• **ACTION ITEM**: Give back every entry below, unchanged.
----- TASK INPUTS
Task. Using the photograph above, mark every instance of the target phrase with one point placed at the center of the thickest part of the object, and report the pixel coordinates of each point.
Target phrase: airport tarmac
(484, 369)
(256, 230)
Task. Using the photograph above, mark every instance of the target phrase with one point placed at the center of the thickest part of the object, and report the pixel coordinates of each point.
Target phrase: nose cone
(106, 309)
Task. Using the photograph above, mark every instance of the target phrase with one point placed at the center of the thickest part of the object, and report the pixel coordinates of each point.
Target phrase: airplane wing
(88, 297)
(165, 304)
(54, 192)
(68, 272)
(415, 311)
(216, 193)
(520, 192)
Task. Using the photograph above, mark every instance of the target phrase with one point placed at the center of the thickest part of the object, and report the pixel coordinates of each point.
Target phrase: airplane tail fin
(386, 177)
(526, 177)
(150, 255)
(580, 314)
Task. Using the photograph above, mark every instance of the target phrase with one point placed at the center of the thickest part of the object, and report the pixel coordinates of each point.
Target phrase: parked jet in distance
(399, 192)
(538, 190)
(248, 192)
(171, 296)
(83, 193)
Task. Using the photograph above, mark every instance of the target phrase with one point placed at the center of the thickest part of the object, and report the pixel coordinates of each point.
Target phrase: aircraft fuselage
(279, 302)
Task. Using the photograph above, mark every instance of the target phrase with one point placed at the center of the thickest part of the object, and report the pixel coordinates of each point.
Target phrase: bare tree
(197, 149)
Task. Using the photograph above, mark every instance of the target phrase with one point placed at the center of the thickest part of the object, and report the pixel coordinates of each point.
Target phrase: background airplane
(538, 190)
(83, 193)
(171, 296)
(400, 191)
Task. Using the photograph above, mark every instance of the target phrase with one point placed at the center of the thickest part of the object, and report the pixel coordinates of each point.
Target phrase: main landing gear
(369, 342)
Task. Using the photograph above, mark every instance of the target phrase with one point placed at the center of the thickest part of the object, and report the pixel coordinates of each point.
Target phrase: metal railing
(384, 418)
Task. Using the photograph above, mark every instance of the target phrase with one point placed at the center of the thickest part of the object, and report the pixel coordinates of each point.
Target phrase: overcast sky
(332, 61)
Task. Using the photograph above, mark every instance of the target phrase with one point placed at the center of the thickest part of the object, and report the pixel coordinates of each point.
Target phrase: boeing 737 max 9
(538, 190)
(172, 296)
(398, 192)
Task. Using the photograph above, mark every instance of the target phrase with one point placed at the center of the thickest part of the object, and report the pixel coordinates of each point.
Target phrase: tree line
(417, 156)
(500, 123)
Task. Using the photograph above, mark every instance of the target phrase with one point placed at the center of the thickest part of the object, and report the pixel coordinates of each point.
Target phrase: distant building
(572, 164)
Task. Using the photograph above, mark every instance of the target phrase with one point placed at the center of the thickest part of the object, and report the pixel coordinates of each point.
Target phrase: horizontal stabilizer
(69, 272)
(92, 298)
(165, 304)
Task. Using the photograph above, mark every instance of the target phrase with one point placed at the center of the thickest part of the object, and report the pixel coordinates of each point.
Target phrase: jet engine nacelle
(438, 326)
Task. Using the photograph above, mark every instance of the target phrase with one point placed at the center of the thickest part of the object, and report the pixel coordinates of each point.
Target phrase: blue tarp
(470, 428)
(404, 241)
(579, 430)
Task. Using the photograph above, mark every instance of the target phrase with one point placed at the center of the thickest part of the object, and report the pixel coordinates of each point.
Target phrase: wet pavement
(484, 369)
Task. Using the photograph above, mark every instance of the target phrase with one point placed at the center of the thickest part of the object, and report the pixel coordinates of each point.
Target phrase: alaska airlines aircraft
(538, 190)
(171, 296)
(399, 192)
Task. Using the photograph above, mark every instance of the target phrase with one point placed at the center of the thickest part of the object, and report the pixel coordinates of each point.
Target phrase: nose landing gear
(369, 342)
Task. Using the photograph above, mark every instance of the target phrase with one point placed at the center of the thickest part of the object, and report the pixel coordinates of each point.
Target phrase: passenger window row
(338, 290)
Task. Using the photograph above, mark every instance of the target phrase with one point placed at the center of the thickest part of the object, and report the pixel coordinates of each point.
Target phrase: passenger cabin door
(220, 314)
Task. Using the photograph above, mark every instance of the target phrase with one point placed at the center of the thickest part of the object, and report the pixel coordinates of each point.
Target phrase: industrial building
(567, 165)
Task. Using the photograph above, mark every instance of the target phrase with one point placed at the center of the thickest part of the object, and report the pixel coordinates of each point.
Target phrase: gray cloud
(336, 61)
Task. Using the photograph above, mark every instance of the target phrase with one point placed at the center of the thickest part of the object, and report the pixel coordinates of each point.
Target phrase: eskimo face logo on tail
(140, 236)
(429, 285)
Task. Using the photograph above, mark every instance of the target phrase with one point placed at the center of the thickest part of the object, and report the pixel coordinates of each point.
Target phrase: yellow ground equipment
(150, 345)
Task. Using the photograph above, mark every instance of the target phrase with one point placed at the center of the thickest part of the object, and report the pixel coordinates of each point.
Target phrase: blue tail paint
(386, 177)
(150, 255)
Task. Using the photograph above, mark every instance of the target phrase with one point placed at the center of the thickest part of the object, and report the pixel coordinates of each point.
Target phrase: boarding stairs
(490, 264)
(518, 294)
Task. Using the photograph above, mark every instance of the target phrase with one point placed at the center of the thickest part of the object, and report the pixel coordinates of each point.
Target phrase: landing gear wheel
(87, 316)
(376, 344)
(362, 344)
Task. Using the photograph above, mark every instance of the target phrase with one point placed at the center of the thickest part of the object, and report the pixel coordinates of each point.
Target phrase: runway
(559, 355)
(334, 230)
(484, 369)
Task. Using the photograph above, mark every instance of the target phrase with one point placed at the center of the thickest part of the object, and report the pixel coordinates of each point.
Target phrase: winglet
----------
• **ANSWER BOX**:
Task. Using the photograph above, mark every instance of the target phrase with one point placed at the center of the thickest part of the object, and report the pixel coordinates of each point.
Target phrase: airport tarmac
(484, 369)
(256, 230)
Task. Using the photograph above, mark every instance of the target phrase with one point placed at the center of the thickest part of the object, and report the pixel coordinates of each point.
Target phrase: nose cone
(106, 309)
Task. Using the photograph above, mark every instance of the target phrase with one point placed at the center of the thickest part of the object, and report the pixel coordinates of each point.
Target phrase: airplane wing
(88, 297)
(165, 304)
(54, 192)
(68, 272)
(415, 311)
(216, 193)
(520, 192)
Task. Using the photograph above, mark every instance of the target phrase with one point placed at the center of the thickest part of the object, and report the pixel coordinates of each point.
Target phrase: airplane tail fin
(386, 177)
(526, 177)
(150, 255)
(580, 314)
Task. Using the photograph above, mark every instance of the target phrase with one point placed at the center of the thickest part of the object, and report the pixel coordinates of each point.
Target phrase: parked jet in distance
(399, 192)
(538, 190)
(248, 192)
(171, 296)
(83, 193)
Task. Using the photograph above, mark every instance of the target phrase with one point placed at the center of the thickest part of the object, and report the pixel coordinates of each point.
Target phrase: aircraft fuselage
(279, 302)
Task. Using the photograph above, mark every instance of the target phrase with one point placed at the center of the thickest part of the object, and report the pixel coordinates of each point.
Target phrase: bare tree
(197, 149)
Task. Using the photograph above, mark every instance of the target phrase with one point placed at the center of the thickest part of the object, and report the pixel coordinates of each point.
Target phrase: background airplane
(538, 190)
(83, 193)
(171, 296)
(400, 191)
Task. Using the photograph above, mark every instance of the target phrase with one point placed at the center of the thickest part of the object, and report the pixel coordinates of each point.
Target phrase: main landing gear
(369, 342)
Task. Using the photograph above, mark every instance of the target phrase with one point placed at the center of the thickest part of the object, and report the pixel coordinates of each point.
Target phrase: metal railing
(384, 418)
Task. Using the photograph above, mark every instance of the target phrase with one point placed at the center of the thickest part of the object, and report the pixel coordinates of each point.
Target phrase: overcast sky
(332, 61)
Task. Using the photograph above, mark every instance of the target phrase with one point placed at the center of the thickest part of the object, and report the pixel coordinates of each point.
Target phrase: boeing 737 max 9
(538, 190)
(172, 296)
(398, 192)
Task. Using the photograph above, mark every instance of the target phrase with one point placed at the center of the thickest part of the object, and report the pixel coordinates of each point.
Target phrase: tree line
(417, 156)
(500, 123)
Task. Using the photograph above, mark every instance of the target phrase with one point placed at the center of the thickest part of the object, and report the pixel coordinates of each point.
Target phrase: distant building
(572, 164)
Task. Using the photograph above, mark every instance of the target phrase with one point placed at the center of the thickest part of the object, and report the pixel coordinates of each point.
Target phrase: horizontal stabilizer
(69, 272)
(92, 298)
(165, 304)
Task. Using the photograph above, mark every instance of the target phrase with one point placed at the center of the thickest part of the object, and report the pixel coordinates of each point.
Target phrase: jet engine nacelle
(438, 326)
Task. Using the photograph above, mark every instance of the target phrase with one point placed at the center of the thickest part of the object, and report the pixel coordinates of each point.
Target phrase: blue tarp
(470, 428)
(404, 241)
(579, 430)
Task. Using the photograph above, mark every instance of the target phrase with one point placed at the center of the thickest part of the object, and report the pixel coordinates of each point.
Target phrase: wet pavement
(484, 369)
Task. Using the photograph above, mark every instance of the target phrase with one point placed at the center of the thickest part of the object, and report the pixel coordinates of each point.
Target phrase: alaska airlines aircraft
(538, 190)
(171, 296)
(399, 192)
Task. Using the photograph above, mark every instance of the target phrase with one point placed at the center of the thickest part of the object, and report the pixel coordinates of each point.
Target phrase: nose landing gear
(369, 342)
Task. Using the photograph above, mark every instance of the target phrase with one point placed at the center of the thickest part of the object, and report the pixel coordinates of each point.
Target phrase: passenger window row
(338, 290)
Task. Using the photograph above, mark every instance of the target phrase with one point placed at the center of the thickest part of the object, and report the pixel coordinates of each point.
Target phrase: passenger cabin door
(220, 314)
Task. Using the photograph above, mark every instance of the target phrase with one point placed at the center of the thickest part of the object, and report the pixel coordinates of each point.
Target phrase: industrial building
(567, 165)
Task. Using the photograph above, mark every instance of the target phrase with one point placed at the center of the thickest part of the object, and report the pixel coordinates of each point.
Target phrase: gray cloud
(336, 61)
Task. Using the photograph above, mark every instance of the target phrase with one point placed at the center of the thickest part of the object, and report the pixel coordinates of each point.
Target phrase: eskimo face logo on tail
(140, 236)
(429, 285)
Task. Using the photograph above, mark every instance of the target phrase with one point placed at the center of the thickest part of the object, and report the pixel coordinates of each point.
Target phrase: yellow ground equipment
(150, 345)
Task. Using the photograph above, mark every instance of the target phrase with one point placed at the center of the thickest part of the object, and report the pixel coordinates of each point.
Target phrase: blue tail paint
(386, 177)
(150, 255)
Task. Using the photograph above, mark every instance of the target phrase with one point placed at the center of the thickest part of the object, and report the pixel coordinates of each point.
Target phrase: boarding stairs
(490, 264)
(518, 294)
Task. Using the photograph above, mark every instance of the target phrase with one point placed at the center of the thickest part of the object, and report the pixel coordinates of each point.
Target phrase: landing gear wheel
(87, 316)
(376, 344)
(362, 344)
Task. Using the photograph above, mark every instance of the target phrase with one point placed at the center of the thickest part of the object, and report the pixel coordinates of each point.
Target phrase: runway
(559, 355)
(334, 230)
(484, 369)
Task. Using the photograph above, mark every instance of the target phrase with one point placed at the center of the thickest part of the object, and report the pixel coordinates of each point.
Target phrase: winglet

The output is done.